(WRITTEN TASK):
Count how many of the rows below contain the string "bottle", treating uppercase and lowercase letters as distinct, and reply with that number alone.

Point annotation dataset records
------------------------------------------------

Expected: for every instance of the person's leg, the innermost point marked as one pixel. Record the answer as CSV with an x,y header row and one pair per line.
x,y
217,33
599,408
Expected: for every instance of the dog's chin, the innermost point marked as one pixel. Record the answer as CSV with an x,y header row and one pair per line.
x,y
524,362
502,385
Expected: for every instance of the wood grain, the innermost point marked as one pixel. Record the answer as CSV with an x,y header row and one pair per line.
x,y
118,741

------------------------------------------------

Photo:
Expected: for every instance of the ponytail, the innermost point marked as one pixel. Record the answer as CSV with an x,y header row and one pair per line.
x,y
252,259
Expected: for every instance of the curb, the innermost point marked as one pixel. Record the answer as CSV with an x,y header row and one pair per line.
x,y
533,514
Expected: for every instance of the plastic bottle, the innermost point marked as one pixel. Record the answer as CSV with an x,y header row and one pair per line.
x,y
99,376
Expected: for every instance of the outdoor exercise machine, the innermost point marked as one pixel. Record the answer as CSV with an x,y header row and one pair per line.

------------------------------------------------

(RESPONSE FOR THIS EXERCISE):
1